-- Task requirements --
Could you please retype all of the entries exactly as they appear?

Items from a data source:
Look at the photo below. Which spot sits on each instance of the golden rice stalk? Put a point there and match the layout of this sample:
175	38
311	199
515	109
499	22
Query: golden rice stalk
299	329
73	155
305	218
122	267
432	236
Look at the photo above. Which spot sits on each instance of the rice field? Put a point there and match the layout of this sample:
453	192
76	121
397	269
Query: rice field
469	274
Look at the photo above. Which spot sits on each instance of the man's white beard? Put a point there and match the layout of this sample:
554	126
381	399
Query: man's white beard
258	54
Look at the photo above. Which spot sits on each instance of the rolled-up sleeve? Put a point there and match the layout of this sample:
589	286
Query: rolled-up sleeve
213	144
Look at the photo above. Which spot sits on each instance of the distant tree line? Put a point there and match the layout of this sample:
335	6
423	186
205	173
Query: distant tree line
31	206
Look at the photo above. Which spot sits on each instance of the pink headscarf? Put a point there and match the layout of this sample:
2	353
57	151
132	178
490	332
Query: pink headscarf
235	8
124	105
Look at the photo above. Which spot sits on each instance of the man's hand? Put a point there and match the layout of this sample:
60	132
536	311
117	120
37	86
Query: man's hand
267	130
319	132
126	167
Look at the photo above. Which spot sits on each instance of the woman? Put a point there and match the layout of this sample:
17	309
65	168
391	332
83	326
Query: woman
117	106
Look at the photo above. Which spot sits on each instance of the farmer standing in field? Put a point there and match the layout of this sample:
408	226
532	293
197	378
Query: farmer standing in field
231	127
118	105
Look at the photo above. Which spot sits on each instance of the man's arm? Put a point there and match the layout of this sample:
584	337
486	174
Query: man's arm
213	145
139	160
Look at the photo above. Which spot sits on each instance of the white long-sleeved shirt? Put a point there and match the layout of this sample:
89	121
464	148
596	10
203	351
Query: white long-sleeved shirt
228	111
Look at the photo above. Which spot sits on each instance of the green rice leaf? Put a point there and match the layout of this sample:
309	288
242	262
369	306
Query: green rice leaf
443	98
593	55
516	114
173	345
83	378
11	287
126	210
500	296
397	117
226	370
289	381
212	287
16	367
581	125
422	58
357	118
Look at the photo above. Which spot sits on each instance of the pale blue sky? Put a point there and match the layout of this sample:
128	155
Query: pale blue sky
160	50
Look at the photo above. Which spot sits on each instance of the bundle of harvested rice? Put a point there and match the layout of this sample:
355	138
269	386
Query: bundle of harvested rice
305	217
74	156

-- Solution --
Look at the photo below. Which spot sits on each instance of the golden rice stalk? Put a point there and match the layout of this sample:
175	38
311	199
515	109
499	22
Query: golden rice stalk
299	329
73	155
305	218
122	267
432	236
Look at the photo above. Which spot sits on each instance of the rice field? Put a point there and match the layout of this sample:
453	192
76	121
397	269
Query: rice field
469	274
Look at the photo above. Which spot sits on each instance of the man's white beard? Put a point there and match the layout of this sample:
554	126
381	399
Query: man's white beard
258	54
Look at the photo above. Which spot sits on each instance of the rolled-up sleeve? Put a point there and match the layout of this sample:
589	286
Query: rolled-up sleeve
213	144
Look at the photo above. Which spot sits on each instance of the distant tree line? Put a point there and match the layout of this sample:
335	6
423	186
205	173
Query: distant tree line
31	206
Look at the photo above. Which spot sits on each instance of the pink headscarf? Put a point there and match the layout of this sample:
2	353
57	151
132	178
490	332
Query: pink headscarf
235	8
124	105
Look at the photo above. Which spot sits on each instance of the man's hand? Put a point there and match the layout of this sample:
60	132
536	311
117	120
37	86
Query: man's hand
267	130
319	132
126	167
Look at the photo above. Which spot sits on each instance of the woman? Put a point there and match the layout of this sample:
17	309
65	168
391	332
83	326
Query: woman
117	106
Look at the photo above. Which spot sits on each instance of the farmer standing in field? Put a point there and match the layout of this sample:
408	226
532	293
197	378
Query: farmer standing in field
231	127
118	105
Look at the photo above. Which spot sits on each instance of the man's arm? Put a point there and match the layout of this sample:
584	337
486	174
Query: man's arm
213	145
139	160
Look at the photo above. Which spot sits on each instance of the white long-sleeved shirt? Put a point there and match the layout of this sample:
89	121
464	148
596	10
203	351
Query: white long-sleeved shirt
228	111
Look at the photo above. Which spot sits on each instance of the green rice leaf? Put a point there and match the layout of this sample:
309	288
242	262
369	306
Query: green rice leaf
443	98
593	55
516	114
173	345
83	378
11	287
126	210
500	296
397	117
226	370
289	381
212	287
16	367
581	125
422	58
357	118
Look at the photo above. Which spot sits on each instance of the pale blue sky? Put a point there and match the layout of this sample:
128	155
Query: pale blue sky
160	50
Look at the photo above. Which spot sits on each instance of the bundle of harvested rice? Put a point there and match the layout of this sample:
355	138
269	386
Query: bundle of harvested rice
305	217
74	156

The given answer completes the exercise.